* **Passage**
The O’Farrell, Jones & Hyde line was the last complete cable car route built in San Francisco, opening in 1891. By rule, anytime a new cable car line crossed an existing one, the cable of the new line had to be routed beneath the older line’s cable.That meant that operators gripping the new line had to drop (“let go”) their cable at such crossings. The O’Farrell, Jones & Hyde line had 22 cable drops on a round trip. That’s why this 1901 poem by Gellet Burgess says “You are apt to earn your wages, on the Hyde Street Grip.”
This was a popular poem in its day, and enjoyed a brief local revival in abridged musical form through this 1968 recording.
The O’Farrell, Jones & Hyde line was dismembered in 1954, with the Hyde Street portion connected to one of the Powell Street lines. Today’s Powell-Hyde line only has four crossings per round-trip where the rope has to be dropped. But one of the O’Farrell, Jones & Hyde cars survives, brought back to San Francisco by Market Street Railway and restored cosmetically by our volunteers and mechanically by Muni. It runs now on special occasions.
Ballad of the Hyde Street Grip, by Gellet Burgess, 1901
Oh, the rain is slanting sharply, and the Norther’s blowing cold,
When the cable strands are loosened, she is nasty hard to hold;
There’s little time for sitting down and little time for gab,
For the bumper guards the crossing, and you’d best be keeping tab!

* **Aim of the task**
Print the passage on the Hyde Street cable car line word for word, starting at "The O’Farrell, Jones & Hyde line was dismembered" and ending at "be keeping tab!".

* **Items**

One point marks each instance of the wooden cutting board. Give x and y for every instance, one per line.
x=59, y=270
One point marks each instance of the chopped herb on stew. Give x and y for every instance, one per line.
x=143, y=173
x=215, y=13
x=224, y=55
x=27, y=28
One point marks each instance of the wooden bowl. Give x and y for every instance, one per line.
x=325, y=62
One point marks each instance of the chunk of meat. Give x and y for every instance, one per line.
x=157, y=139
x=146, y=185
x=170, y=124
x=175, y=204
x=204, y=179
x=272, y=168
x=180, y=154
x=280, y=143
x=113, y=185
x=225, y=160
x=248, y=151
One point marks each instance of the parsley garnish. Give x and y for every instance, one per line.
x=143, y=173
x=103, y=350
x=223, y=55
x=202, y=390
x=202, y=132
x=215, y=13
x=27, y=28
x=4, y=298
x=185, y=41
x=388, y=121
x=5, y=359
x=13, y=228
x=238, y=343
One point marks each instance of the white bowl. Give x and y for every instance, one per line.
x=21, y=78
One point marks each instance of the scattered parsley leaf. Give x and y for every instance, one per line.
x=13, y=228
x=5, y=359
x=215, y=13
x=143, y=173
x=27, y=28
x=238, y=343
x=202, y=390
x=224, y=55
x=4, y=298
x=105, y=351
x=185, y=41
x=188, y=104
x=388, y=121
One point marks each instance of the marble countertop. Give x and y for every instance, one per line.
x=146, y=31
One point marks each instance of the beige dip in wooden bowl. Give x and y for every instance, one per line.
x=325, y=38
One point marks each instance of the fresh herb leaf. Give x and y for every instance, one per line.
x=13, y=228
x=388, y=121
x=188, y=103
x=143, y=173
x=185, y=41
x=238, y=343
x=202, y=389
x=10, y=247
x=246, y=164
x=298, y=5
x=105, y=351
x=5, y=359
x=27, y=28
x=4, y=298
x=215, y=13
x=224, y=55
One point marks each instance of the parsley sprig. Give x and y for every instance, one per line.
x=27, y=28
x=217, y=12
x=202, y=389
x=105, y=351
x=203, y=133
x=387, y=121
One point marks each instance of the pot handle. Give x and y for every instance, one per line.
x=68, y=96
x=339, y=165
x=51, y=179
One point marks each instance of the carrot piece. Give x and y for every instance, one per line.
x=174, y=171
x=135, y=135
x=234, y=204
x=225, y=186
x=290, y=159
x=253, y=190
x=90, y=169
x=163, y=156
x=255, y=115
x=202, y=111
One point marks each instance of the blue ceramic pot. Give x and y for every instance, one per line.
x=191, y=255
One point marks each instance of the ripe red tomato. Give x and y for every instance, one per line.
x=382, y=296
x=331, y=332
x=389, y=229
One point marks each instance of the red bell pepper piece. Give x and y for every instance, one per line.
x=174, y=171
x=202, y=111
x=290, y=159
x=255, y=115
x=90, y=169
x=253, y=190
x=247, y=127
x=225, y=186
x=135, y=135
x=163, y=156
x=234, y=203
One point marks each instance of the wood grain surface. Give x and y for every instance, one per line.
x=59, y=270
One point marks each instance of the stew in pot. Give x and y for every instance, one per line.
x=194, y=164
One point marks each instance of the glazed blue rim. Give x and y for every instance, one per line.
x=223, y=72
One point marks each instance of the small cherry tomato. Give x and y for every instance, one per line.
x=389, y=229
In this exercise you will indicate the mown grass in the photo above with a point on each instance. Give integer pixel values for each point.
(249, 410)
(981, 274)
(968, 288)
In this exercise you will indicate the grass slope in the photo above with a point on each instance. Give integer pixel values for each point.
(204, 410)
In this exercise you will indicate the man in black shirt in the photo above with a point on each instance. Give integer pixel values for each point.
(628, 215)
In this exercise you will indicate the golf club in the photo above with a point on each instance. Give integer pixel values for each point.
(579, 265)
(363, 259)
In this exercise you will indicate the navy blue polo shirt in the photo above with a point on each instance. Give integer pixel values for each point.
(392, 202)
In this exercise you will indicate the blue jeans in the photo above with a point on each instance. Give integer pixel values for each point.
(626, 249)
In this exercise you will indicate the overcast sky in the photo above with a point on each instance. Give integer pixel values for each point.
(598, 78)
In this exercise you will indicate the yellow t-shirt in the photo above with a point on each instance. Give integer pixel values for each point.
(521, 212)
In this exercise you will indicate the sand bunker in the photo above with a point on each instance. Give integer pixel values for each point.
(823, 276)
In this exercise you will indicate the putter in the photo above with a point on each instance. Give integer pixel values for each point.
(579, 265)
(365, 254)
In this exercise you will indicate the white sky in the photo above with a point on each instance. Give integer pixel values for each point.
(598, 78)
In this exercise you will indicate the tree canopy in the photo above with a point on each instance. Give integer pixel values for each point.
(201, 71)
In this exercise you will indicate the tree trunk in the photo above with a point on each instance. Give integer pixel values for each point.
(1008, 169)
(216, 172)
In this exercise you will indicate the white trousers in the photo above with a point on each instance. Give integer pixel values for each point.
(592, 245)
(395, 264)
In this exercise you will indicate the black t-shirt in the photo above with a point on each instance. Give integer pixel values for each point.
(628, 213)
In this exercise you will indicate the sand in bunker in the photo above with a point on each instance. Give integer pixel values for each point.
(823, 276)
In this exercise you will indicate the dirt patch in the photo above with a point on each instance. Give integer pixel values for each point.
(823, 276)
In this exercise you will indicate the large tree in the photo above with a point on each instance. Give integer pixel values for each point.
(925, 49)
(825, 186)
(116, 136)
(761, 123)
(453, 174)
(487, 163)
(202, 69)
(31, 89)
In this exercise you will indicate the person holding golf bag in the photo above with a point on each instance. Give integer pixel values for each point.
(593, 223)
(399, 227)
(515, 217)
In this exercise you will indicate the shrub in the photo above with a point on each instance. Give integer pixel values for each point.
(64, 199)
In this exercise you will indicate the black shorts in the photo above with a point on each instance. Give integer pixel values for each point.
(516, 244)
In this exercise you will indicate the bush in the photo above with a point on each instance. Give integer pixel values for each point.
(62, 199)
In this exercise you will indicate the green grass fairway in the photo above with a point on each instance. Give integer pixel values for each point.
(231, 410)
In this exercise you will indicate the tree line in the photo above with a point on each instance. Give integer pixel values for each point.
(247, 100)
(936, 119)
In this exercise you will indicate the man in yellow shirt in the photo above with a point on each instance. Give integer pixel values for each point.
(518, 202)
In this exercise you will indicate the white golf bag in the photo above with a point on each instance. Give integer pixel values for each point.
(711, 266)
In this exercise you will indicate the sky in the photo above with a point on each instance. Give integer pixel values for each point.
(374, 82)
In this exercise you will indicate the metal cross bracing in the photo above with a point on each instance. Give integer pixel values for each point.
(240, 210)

* **Answer for this exercise**
The O’Farrell, Jones & Hyde line was dismembered in 1954, with the Hyde Street portion connected to one of the Powell Street lines. Today’s Powell-Hyde line only has four crossings per round-trip where the rope has to be dropped. But one of the O’Farrell, Jones & Hyde cars survives, brought back to San Francisco by Market Street Railway and restored cosmetically by our volunteers and mechanically by Muni. It runs now on special occasions.
Ballad of the Hyde Street Grip, by Gellet Burgess, 1901
Oh, the rain is slanting sharply, and the Norther’s blowing cold,
When the cable strands are loosened, she is nasty hard to hold;
There’s little time for sitting down and little time for gab,
For the bumper guards the crossing, and you’d best be keeping tab!